__Instructions for the task__
Return the listing below word for word, everything from its first line down to the line that contains "point(402, 323)", with both ends included. Leave the pictures out of your answer.

──────── Data listing ────────

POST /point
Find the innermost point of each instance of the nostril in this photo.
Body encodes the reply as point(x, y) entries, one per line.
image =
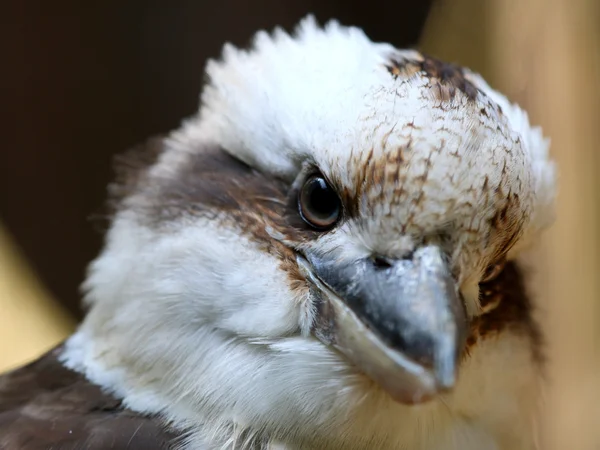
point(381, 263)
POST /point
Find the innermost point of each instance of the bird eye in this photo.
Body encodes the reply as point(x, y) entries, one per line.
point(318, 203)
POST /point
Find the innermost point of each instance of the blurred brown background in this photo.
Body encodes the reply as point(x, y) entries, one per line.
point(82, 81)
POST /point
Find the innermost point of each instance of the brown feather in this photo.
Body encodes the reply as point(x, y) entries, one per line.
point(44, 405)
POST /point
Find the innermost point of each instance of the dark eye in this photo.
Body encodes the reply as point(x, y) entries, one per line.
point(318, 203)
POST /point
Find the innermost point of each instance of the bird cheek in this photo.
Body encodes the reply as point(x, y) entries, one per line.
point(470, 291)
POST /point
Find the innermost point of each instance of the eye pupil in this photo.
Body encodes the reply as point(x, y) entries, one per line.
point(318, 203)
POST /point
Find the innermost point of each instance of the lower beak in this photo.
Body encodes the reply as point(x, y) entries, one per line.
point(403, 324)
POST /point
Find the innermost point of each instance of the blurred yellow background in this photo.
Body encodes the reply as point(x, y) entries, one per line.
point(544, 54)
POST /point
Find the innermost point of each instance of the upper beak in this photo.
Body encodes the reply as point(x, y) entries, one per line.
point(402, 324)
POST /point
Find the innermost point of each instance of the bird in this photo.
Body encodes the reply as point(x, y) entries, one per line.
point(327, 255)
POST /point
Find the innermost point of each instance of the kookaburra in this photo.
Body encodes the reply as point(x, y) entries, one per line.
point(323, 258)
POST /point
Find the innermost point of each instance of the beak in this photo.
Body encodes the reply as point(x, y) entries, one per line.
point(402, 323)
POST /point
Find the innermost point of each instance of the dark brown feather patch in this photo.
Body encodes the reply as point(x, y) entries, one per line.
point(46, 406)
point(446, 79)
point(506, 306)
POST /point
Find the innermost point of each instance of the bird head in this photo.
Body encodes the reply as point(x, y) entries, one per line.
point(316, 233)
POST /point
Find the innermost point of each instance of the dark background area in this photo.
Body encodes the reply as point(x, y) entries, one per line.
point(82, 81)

────────

__Output for this task__
POST /point
Find the innermost point of each instance of the nostril in this photo.
Body encodes the reply as point(x, y) entries, one per line.
image =
point(381, 263)
POST /point
Find the innermost point of each instance of the bird eye in this photo.
Body encodes the reply as point(x, y) entries, one per line.
point(318, 203)
POST /point
Find the innermost point of each instance of the blurred brown background in this photo.
Body encodes the reply as point(x, y) entries, one per line.
point(82, 81)
POST /point
Find the innermost point of each instance of the brown feather in this photo.
Body encodes the reply as point(x, y) entries, one per line.
point(44, 405)
POST /point
Find the innermost point of each instance of the dark eye in this photo.
Body encodes the reply as point(x, y) entries, one per line.
point(318, 203)
POST /point
Find the innermost point of each instance of the bird cheek in this photo.
Body encodes the reply as point(x, y) entries, one per line.
point(470, 291)
POST /point
Find the innermost point of each instance of the eye pupil in this photo.
Body encodes the reply as point(x, y) entries, one per line.
point(318, 203)
POST /point
Find the innermost point of each instance of the lower beak in this photo.
Body encodes the reply as point(x, y) entries, one per line.
point(403, 324)
POST /point
Find the innermost point of each instance of the blurred yellow background in this photo.
Body encodes the reply as point(x, y) entries, one per line.
point(544, 54)
POST /point
Find the innermost point of each instance of the upper beak in this photo.
Body encodes the reply as point(x, y) entries, one per line.
point(402, 324)
POST /point
Find the innermost point of each instance of the bird in this photo.
Body encodes the reply as point(x, y) entries, one per line.
point(327, 255)
POST /point
Find the innermost point of each instance of the kookaburra in this photo.
Body encodes the reply as point(x, y) entries, one per line.
point(323, 258)
POST /point
Find the innermost point of each instance of the beak in this photo.
Body encodes the reply as point(x, y) entries, one per line.
point(402, 323)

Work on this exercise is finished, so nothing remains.